_ACTION ITEM_. The data is to be reproduced in full and without error.
** Opening PROVIDED DATA block **
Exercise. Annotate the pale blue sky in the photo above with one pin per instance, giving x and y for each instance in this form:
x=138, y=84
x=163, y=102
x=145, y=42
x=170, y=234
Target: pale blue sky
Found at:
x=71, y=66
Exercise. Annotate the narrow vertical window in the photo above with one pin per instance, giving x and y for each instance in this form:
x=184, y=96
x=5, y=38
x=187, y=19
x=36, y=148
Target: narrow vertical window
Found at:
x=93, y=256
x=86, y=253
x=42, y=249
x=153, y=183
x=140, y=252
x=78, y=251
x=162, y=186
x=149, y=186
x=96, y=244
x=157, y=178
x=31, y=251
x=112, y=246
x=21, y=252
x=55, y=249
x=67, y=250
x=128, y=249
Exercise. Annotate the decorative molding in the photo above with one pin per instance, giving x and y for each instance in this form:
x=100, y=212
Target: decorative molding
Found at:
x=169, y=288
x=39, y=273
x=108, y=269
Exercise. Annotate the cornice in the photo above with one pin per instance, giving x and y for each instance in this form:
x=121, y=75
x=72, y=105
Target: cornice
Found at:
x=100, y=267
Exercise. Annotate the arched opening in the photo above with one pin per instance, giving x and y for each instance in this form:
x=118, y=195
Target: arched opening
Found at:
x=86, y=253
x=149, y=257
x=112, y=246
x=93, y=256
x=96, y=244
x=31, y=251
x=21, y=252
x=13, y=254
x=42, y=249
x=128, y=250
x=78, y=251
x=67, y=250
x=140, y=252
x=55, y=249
** Closing PROVIDED DATA block **
_EXERCISE ANSWER_.
Exercise. Annotate the pale blue sky in the photo above with one pin per instance, giving x and y for each instance in this form:
x=138, y=84
x=163, y=102
x=145, y=42
x=170, y=234
Target: pale blue sky
Found at:
x=71, y=66
Exercise. Annotate the narrow vertical window in the photo above with one pin per instance, giving x and y for each instance in this form:
x=184, y=96
x=5, y=38
x=187, y=19
x=36, y=148
Target: narrow vertical window
Found at:
x=93, y=256
x=86, y=253
x=42, y=249
x=153, y=183
x=140, y=252
x=78, y=251
x=162, y=186
x=149, y=186
x=96, y=244
x=157, y=178
x=31, y=251
x=112, y=246
x=21, y=252
x=55, y=249
x=67, y=250
x=128, y=249
Exercise. Annotate the decorative molding in the photo above with one pin per instance, giving x and y for each instance in this form:
x=100, y=212
Target: decorative molding
Found at:
x=169, y=288
x=39, y=273
x=108, y=269
Exercise. Annotate the cornice in the photo above with one pin per instance, giving x and y for each instance in this form:
x=121, y=75
x=72, y=105
Target: cornice
Found at:
x=100, y=267
Exercise. Annotate the arched opening in the photo above with one pin per instance, giving x and y for each instance in this form:
x=118, y=195
Target: arched opening
Found at:
x=86, y=253
x=149, y=257
x=112, y=246
x=93, y=256
x=96, y=244
x=31, y=251
x=21, y=252
x=13, y=254
x=42, y=249
x=128, y=250
x=78, y=251
x=67, y=250
x=140, y=252
x=55, y=249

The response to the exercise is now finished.